Give back the exact lines of the material below from the one containing "Report the position of every instance of the waterfront" through the one containing "Report the position of every instance of the wall", and no pictures.

--- START ---

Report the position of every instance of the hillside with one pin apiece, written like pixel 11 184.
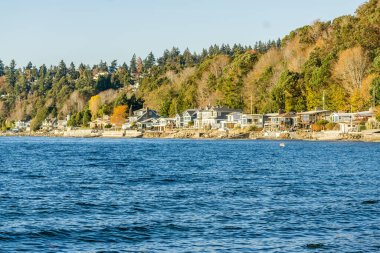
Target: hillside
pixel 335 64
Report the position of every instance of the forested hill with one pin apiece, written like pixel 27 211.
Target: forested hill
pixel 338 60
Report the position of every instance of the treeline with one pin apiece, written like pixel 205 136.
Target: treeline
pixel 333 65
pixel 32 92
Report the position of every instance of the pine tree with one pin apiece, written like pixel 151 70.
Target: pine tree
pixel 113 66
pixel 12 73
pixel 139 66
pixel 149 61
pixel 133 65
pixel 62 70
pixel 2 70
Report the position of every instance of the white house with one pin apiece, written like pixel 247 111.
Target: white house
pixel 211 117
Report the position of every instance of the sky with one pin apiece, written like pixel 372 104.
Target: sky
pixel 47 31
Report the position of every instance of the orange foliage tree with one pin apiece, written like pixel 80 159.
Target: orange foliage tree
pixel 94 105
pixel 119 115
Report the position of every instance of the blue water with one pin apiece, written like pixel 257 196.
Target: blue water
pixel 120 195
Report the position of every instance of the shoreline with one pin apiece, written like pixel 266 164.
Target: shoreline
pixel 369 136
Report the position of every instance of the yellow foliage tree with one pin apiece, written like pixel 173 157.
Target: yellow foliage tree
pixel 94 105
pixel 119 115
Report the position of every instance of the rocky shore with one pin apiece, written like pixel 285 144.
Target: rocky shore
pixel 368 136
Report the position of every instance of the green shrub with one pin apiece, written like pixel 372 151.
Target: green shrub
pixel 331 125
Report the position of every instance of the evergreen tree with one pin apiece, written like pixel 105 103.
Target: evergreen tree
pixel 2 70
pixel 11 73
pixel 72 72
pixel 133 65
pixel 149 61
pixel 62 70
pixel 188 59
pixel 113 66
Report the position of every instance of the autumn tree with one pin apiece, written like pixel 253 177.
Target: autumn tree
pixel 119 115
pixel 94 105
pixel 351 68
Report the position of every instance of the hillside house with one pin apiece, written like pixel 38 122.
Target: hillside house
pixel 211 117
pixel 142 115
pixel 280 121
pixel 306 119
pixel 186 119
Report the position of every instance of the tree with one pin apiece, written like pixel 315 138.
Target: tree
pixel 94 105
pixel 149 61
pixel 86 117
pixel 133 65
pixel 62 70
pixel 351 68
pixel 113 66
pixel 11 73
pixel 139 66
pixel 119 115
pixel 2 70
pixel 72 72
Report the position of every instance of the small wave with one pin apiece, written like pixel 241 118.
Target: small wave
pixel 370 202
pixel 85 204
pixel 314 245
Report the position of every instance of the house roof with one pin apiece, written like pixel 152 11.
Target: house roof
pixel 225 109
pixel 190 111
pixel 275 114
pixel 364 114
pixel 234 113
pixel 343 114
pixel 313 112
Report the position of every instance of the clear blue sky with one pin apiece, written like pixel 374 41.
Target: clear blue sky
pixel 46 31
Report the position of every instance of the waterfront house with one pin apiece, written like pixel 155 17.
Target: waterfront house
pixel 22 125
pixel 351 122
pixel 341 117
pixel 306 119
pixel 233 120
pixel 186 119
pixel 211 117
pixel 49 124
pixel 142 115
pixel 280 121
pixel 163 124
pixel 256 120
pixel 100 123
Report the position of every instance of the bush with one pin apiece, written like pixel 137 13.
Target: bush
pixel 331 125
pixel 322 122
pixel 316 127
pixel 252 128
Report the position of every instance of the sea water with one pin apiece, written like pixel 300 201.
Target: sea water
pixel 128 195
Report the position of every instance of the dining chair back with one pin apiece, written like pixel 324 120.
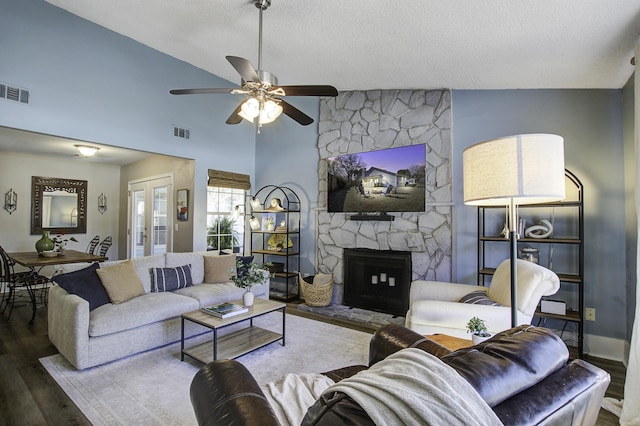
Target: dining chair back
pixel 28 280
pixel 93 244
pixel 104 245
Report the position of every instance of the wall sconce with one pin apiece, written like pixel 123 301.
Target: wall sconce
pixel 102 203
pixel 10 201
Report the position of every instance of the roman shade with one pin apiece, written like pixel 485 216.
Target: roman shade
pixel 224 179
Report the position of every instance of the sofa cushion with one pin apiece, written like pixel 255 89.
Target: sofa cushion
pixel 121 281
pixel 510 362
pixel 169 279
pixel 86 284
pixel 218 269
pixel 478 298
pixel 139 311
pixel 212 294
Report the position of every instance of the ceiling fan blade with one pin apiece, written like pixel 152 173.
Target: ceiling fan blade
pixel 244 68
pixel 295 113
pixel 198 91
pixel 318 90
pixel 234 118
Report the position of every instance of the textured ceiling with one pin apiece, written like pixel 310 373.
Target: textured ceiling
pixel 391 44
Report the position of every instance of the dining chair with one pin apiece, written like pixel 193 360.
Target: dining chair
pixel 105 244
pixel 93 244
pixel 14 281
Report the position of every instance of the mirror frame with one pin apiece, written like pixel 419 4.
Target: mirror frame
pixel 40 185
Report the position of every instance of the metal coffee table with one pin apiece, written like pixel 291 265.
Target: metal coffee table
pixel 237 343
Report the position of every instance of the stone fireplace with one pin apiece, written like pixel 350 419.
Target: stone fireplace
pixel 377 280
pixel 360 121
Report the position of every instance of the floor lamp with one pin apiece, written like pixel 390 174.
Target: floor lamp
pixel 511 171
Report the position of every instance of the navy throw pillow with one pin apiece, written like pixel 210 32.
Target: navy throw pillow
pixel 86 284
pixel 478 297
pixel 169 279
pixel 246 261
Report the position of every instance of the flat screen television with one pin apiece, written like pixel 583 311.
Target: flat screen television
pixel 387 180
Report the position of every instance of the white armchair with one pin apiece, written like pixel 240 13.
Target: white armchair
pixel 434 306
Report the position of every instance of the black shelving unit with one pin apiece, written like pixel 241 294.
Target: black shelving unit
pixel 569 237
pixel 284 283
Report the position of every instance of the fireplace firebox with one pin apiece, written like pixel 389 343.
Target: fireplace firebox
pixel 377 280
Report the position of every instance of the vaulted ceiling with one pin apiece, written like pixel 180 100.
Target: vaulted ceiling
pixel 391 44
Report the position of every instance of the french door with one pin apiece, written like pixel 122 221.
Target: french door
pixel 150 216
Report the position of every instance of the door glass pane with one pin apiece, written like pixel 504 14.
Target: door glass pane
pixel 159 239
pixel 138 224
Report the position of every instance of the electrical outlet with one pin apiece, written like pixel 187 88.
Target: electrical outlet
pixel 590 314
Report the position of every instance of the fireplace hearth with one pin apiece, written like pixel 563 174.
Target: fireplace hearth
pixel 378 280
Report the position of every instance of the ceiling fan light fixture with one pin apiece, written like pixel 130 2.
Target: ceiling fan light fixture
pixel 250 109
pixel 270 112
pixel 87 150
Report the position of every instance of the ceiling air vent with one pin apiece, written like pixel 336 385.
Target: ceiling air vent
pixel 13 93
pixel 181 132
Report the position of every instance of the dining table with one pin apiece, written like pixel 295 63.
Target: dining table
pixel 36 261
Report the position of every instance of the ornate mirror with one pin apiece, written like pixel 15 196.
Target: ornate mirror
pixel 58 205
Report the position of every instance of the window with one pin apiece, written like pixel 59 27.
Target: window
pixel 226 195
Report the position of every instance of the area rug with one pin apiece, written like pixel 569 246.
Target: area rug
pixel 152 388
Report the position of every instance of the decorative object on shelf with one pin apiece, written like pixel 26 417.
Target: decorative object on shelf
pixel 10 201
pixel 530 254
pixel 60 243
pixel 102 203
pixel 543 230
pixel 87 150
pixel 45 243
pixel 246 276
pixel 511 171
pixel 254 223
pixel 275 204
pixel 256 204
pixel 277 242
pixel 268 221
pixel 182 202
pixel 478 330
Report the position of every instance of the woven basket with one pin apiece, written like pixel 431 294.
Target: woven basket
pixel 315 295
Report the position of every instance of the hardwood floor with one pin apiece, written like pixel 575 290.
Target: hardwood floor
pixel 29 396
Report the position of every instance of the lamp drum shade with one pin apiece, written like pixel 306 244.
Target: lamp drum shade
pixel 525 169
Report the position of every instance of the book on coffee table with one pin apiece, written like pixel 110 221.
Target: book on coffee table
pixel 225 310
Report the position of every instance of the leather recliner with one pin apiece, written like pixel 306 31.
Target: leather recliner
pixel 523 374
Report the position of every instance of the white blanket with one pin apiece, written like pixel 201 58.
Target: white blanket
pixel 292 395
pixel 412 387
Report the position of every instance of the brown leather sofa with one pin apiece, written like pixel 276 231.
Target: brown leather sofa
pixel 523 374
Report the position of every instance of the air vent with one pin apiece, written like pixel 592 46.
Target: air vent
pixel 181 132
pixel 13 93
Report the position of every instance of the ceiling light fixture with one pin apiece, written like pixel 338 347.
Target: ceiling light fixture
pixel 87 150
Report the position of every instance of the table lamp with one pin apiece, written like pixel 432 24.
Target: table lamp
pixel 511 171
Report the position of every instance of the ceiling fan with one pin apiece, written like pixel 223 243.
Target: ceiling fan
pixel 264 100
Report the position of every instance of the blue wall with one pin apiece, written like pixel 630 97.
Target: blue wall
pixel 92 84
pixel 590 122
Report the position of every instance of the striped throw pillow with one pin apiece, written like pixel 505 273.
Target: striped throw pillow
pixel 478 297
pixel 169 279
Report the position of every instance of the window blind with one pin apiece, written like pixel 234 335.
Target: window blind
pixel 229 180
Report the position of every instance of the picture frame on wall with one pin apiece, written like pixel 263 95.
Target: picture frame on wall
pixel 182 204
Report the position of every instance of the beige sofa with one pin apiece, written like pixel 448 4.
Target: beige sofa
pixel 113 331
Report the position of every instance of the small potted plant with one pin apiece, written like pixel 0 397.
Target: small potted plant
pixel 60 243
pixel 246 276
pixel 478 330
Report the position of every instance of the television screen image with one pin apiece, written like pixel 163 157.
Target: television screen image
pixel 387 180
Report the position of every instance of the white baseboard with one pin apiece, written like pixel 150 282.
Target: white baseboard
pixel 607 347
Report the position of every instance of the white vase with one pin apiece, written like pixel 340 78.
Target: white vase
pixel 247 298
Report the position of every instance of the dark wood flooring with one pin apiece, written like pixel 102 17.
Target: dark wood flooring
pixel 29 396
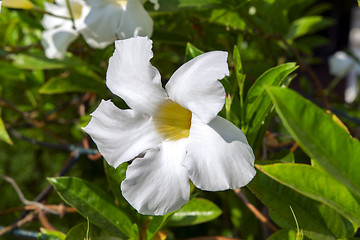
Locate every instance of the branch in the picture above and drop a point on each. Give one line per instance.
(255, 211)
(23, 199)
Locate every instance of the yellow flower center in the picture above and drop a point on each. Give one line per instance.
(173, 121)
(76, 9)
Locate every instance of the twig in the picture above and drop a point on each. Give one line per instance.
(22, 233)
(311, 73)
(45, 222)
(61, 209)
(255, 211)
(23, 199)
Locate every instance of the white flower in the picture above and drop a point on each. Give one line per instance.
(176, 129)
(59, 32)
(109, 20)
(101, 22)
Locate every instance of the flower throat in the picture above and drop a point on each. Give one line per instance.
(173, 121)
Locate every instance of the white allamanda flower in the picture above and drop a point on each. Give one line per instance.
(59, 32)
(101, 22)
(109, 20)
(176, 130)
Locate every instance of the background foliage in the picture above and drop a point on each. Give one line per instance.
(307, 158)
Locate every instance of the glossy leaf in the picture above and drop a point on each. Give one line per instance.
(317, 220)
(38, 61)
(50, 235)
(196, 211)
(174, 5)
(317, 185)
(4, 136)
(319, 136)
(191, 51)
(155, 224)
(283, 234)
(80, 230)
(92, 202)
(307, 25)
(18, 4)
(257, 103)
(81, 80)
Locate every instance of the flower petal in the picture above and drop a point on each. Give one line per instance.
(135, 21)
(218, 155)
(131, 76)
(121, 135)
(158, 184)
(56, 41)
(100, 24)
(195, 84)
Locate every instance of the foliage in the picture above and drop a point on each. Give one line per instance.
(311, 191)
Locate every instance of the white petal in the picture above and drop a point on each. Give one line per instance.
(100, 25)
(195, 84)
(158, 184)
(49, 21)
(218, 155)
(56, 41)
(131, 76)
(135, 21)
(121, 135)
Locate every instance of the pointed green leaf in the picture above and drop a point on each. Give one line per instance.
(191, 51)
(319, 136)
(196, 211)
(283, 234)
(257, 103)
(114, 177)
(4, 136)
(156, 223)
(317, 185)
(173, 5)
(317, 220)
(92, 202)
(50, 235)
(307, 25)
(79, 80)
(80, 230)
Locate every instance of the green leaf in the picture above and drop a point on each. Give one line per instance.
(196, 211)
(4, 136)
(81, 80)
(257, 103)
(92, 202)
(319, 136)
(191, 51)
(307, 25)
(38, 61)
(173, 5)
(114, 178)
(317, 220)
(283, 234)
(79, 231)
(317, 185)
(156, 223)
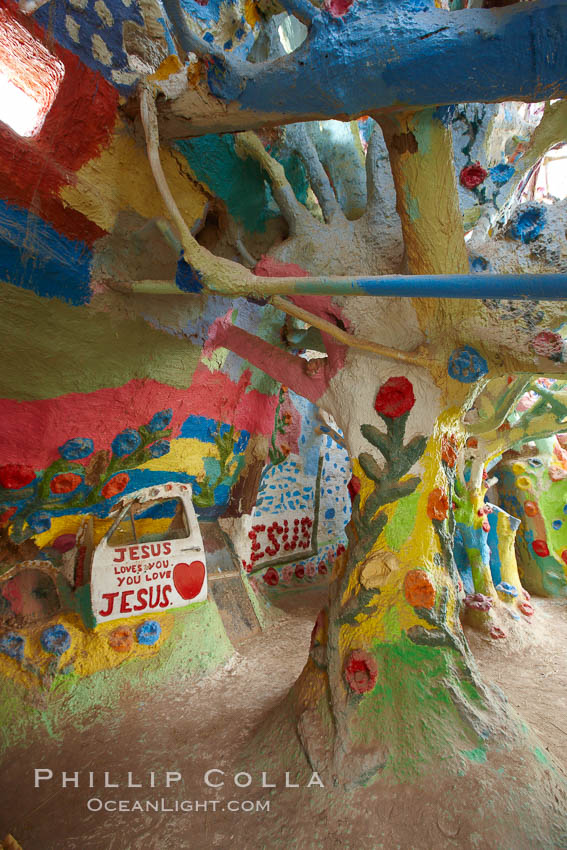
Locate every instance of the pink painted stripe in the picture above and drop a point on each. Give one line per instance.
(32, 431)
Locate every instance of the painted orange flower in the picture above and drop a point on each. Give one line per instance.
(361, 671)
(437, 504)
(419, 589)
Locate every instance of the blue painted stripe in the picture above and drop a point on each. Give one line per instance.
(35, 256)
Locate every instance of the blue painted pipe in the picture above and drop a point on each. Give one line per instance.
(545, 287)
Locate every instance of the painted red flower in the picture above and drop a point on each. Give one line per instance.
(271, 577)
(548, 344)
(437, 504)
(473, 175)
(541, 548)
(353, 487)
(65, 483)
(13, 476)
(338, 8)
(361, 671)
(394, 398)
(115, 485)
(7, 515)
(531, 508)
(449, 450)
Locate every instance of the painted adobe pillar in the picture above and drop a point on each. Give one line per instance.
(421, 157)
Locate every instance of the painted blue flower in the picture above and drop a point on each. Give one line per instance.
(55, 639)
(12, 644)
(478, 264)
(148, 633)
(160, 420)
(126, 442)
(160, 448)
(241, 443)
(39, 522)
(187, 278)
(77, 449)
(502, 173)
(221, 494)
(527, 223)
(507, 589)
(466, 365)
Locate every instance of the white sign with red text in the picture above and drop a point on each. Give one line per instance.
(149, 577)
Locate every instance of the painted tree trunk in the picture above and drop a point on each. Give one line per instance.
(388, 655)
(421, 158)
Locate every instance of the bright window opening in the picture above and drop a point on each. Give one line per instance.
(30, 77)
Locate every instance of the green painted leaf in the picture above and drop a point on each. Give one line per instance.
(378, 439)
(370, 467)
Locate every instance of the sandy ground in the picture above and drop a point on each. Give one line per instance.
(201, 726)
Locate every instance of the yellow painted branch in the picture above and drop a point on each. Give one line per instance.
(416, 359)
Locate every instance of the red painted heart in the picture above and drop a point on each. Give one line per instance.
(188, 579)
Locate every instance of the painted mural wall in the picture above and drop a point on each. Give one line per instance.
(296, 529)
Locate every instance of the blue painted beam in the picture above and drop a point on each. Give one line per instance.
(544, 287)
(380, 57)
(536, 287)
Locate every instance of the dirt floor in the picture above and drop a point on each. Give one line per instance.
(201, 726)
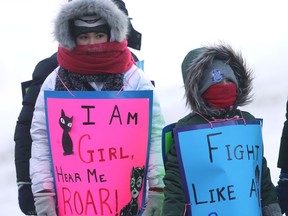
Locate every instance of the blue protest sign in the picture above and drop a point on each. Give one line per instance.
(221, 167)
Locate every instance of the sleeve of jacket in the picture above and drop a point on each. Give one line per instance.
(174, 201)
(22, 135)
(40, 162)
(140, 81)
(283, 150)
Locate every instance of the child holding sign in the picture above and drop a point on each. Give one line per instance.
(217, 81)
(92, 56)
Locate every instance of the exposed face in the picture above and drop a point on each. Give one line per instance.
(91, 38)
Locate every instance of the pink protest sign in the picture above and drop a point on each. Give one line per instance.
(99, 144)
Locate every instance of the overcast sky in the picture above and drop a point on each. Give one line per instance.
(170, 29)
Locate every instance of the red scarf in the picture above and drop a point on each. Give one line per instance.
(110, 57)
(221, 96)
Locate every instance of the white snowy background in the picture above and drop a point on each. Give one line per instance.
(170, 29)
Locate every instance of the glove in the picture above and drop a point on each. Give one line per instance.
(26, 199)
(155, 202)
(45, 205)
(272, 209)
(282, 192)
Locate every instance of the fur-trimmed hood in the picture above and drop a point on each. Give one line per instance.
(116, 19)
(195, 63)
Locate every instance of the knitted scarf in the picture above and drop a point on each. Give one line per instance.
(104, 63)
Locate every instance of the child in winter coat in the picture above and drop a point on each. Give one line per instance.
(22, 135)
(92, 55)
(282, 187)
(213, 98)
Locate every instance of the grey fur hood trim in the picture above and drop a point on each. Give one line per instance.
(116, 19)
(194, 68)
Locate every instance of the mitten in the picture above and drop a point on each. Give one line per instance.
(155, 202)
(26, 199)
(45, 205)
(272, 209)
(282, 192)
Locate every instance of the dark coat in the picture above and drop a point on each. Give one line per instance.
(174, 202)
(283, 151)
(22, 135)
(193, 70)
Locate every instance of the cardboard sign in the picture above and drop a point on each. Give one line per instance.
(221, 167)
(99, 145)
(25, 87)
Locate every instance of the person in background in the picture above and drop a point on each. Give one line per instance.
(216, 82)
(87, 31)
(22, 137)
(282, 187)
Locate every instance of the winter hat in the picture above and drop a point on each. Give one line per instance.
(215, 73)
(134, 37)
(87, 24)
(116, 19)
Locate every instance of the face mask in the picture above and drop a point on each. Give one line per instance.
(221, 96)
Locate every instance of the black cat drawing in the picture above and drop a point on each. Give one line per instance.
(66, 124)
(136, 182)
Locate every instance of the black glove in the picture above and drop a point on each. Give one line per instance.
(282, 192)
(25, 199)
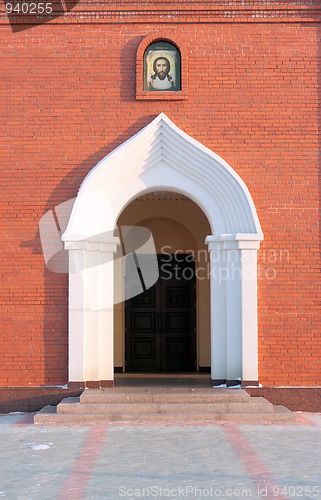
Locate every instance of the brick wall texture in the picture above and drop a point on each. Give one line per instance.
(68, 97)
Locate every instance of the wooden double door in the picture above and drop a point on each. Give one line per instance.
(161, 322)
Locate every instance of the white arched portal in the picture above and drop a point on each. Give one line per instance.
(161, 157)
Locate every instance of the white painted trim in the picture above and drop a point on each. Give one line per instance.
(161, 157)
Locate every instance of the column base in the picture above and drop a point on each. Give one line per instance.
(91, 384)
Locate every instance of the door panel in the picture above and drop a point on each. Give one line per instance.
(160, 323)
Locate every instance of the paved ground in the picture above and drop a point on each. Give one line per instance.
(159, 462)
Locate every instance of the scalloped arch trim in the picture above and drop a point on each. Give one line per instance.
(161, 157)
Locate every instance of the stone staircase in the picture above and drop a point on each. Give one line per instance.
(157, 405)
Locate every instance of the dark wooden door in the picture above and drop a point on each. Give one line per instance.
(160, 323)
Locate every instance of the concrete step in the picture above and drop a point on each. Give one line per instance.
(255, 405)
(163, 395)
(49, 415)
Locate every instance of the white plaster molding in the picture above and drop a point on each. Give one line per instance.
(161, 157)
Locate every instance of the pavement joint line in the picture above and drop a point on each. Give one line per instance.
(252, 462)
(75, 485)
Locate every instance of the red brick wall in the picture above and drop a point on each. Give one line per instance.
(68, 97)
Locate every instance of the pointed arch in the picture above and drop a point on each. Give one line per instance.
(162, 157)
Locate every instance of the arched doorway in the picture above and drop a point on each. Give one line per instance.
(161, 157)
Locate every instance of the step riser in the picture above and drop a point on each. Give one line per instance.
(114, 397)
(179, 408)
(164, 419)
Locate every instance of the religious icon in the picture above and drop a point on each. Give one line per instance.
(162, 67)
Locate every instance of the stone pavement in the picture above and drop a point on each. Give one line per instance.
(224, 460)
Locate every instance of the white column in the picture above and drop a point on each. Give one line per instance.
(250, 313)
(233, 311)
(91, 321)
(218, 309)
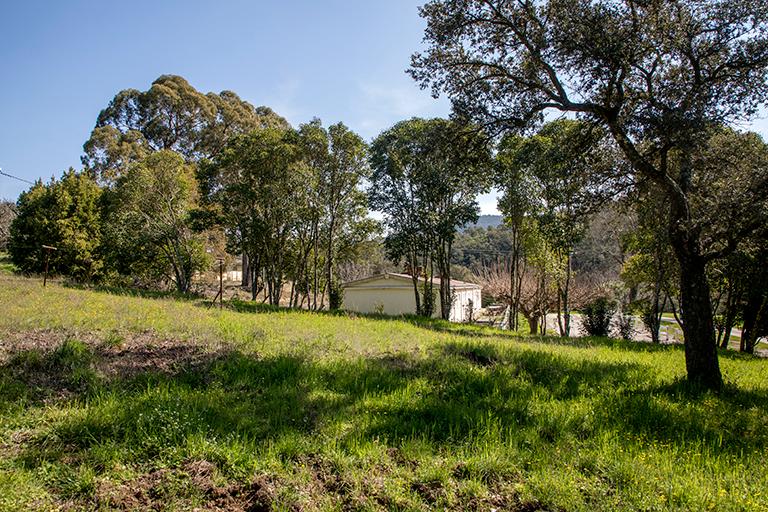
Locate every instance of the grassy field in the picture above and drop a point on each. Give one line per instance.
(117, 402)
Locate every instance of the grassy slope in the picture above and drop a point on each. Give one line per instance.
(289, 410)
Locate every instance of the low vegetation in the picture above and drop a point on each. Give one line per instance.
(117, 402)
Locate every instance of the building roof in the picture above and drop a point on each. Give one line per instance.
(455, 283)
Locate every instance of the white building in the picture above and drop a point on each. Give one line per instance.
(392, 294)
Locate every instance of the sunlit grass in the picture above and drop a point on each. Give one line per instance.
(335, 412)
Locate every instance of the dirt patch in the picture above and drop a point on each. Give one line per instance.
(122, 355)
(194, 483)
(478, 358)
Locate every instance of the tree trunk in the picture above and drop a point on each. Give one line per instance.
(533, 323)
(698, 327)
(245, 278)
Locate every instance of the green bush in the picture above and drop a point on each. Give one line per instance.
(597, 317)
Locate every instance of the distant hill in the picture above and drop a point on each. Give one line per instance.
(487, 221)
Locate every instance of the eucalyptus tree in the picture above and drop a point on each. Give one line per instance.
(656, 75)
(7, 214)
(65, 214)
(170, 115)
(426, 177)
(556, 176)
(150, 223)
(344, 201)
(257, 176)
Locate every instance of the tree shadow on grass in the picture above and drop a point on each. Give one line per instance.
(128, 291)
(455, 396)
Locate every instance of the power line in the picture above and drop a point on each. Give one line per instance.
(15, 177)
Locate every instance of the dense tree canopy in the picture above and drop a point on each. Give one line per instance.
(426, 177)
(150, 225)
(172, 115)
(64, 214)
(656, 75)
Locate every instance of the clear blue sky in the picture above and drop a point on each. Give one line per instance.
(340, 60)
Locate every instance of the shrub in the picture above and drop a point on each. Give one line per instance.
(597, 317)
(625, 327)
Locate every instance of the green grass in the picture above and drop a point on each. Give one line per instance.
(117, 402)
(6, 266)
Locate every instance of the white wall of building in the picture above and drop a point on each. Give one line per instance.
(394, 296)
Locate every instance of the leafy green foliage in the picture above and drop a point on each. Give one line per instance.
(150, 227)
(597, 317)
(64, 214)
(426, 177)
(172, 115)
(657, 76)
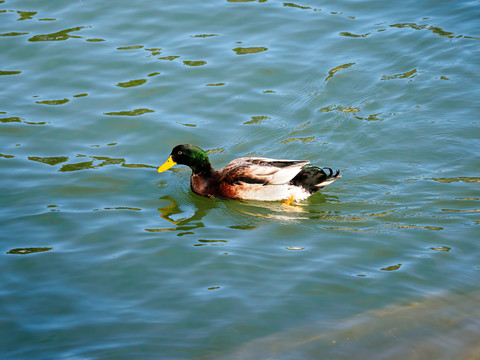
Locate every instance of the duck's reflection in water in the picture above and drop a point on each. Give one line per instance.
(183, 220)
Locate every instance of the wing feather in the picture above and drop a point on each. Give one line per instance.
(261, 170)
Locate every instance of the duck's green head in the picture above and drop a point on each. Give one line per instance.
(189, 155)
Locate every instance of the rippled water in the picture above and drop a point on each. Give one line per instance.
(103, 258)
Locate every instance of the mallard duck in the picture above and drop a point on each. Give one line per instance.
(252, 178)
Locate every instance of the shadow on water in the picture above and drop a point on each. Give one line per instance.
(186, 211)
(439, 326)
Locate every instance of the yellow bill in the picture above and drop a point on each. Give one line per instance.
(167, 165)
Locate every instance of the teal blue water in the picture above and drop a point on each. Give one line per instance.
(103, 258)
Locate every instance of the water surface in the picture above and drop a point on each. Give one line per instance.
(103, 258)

--- END ---

## Answer space
Report the position of every instance of the waterfront house with one pin apiece, written like pixel 155 17.
Target: waterfront house
pixel 22 125
pixel 351 122
pixel 341 117
pixel 306 119
pixel 233 120
pixel 186 119
pixel 211 117
pixel 49 124
pixel 142 115
pixel 280 121
pixel 163 124
pixel 256 120
pixel 100 123
Report the position of every instance of the bush with one pin apiece, written like pixel 137 13.
Target: bush
pixel 331 125
pixel 322 122
pixel 316 127
pixel 252 128
Report the position of every instance of the sea water with one pin apiece, written like pixel 300 201.
Target: sea water
pixel 128 195
Report the position of every instance of the dining chair back with one pin apiece, written like pixel 324 120.
Target: dining chair back
pixel 28 280
pixel 93 244
pixel 104 245
Report the position of every instance of the wall sconce with one pin apiece, written like pixel 123 301.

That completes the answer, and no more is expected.